▸ **Description of the task**
Rewrite the rows below, changing "Please determine" to "Check" wherever it occurs and keeping every other word the same.

[Entries from an annotation dataset]
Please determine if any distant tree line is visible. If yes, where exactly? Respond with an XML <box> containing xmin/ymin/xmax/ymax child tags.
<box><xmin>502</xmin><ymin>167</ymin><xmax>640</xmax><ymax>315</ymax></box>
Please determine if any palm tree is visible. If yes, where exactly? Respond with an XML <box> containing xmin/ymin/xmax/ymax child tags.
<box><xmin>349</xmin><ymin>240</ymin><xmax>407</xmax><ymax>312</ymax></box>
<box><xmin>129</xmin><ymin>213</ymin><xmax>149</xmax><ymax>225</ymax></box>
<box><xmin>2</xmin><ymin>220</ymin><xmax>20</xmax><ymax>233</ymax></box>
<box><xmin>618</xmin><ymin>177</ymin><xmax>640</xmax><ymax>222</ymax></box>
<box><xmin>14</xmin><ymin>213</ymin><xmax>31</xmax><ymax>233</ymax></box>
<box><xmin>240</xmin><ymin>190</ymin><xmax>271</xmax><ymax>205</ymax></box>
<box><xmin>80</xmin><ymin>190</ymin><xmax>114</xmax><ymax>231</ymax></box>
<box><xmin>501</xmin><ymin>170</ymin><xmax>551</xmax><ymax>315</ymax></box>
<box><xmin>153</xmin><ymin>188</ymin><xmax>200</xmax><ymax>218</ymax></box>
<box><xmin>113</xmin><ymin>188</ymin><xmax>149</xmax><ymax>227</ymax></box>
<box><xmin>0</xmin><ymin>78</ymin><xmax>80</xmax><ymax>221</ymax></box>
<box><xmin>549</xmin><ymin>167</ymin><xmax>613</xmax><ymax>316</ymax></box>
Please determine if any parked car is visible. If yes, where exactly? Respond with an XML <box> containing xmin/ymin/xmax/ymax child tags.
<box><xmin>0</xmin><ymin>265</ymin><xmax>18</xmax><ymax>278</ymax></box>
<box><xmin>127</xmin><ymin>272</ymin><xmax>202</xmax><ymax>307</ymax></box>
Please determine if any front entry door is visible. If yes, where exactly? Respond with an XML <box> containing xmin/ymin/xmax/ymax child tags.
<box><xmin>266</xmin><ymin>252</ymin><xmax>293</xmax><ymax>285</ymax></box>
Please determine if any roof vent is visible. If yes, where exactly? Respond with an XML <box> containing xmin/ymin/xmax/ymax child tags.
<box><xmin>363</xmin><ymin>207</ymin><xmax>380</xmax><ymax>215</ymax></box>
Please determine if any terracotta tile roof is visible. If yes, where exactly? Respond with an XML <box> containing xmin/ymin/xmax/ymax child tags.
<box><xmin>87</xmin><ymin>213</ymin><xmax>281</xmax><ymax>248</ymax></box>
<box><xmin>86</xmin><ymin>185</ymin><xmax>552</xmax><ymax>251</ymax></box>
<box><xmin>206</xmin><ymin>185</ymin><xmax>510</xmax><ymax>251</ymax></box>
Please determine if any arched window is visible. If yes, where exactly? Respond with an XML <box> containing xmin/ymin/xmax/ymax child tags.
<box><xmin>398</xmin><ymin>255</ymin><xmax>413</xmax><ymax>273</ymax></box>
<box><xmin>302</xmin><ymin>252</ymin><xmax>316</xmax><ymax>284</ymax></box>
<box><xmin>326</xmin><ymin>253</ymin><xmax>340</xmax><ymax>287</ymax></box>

▸ **Answer**
Check if any distant tree line is visible. If yes, where exactly? Respond with an XML <box> containing xmin/ymin/xmax/ymax child tags.
<box><xmin>502</xmin><ymin>167</ymin><xmax>640</xmax><ymax>315</ymax></box>
Check if any palm tree is visible. If yes, where exactly? Respond with an XML <box> containing xmin/ymin/xmax/ymax child tags.
<box><xmin>349</xmin><ymin>240</ymin><xmax>407</xmax><ymax>312</ymax></box>
<box><xmin>129</xmin><ymin>213</ymin><xmax>149</xmax><ymax>225</ymax></box>
<box><xmin>2</xmin><ymin>220</ymin><xmax>20</xmax><ymax>233</ymax></box>
<box><xmin>618</xmin><ymin>177</ymin><xmax>640</xmax><ymax>222</ymax></box>
<box><xmin>14</xmin><ymin>213</ymin><xmax>31</xmax><ymax>233</ymax></box>
<box><xmin>240</xmin><ymin>190</ymin><xmax>271</xmax><ymax>205</ymax></box>
<box><xmin>80</xmin><ymin>190</ymin><xmax>114</xmax><ymax>231</ymax></box>
<box><xmin>501</xmin><ymin>170</ymin><xmax>551</xmax><ymax>315</ymax></box>
<box><xmin>153</xmin><ymin>188</ymin><xmax>200</xmax><ymax>218</ymax></box>
<box><xmin>113</xmin><ymin>188</ymin><xmax>149</xmax><ymax>227</ymax></box>
<box><xmin>0</xmin><ymin>78</ymin><xmax>80</xmax><ymax>221</ymax></box>
<box><xmin>549</xmin><ymin>167</ymin><xmax>613</xmax><ymax>316</ymax></box>
Check if any parked car is visible. If yes, where exactly? Respond with an XML <box> containing xmin/ymin/xmax/ymax child tags.
<box><xmin>0</xmin><ymin>265</ymin><xmax>18</xmax><ymax>278</ymax></box>
<box><xmin>127</xmin><ymin>272</ymin><xmax>202</xmax><ymax>307</ymax></box>
Check if any front entry door is visible. If yes, where exactly? Respond with an XML <box> containing xmin/ymin/xmax/ymax child tags.
<box><xmin>266</xmin><ymin>252</ymin><xmax>293</xmax><ymax>285</ymax></box>
Check if any roof vent is visible. If yes, where exactly? Respond with an XML <box> containing xmin/ymin/xmax/ymax child tags.
<box><xmin>363</xmin><ymin>207</ymin><xmax>380</xmax><ymax>215</ymax></box>
Check if any terracotta tile roof is visible. If yes, where exactly? Respond with an XML <box> containing xmin/ymin/xmax/ymax child tags.
<box><xmin>87</xmin><ymin>213</ymin><xmax>281</xmax><ymax>248</ymax></box>
<box><xmin>86</xmin><ymin>185</ymin><xmax>552</xmax><ymax>251</ymax></box>
<box><xmin>206</xmin><ymin>185</ymin><xmax>510</xmax><ymax>251</ymax></box>
Check if any arched window is visible. If yes, where exactly? Respond with an XML <box> containing xmin/ymin/xmax/ymax child tags.
<box><xmin>398</xmin><ymin>255</ymin><xmax>413</xmax><ymax>273</ymax></box>
<box><xmin>302</xmin><ymin>252</ymin><xmax>316</xmax><ymax>284</ymax></box>
<box><xmin>326</xmin><ymin>253</ymin><xmax>340</xmax><ymax>287</ymax></box>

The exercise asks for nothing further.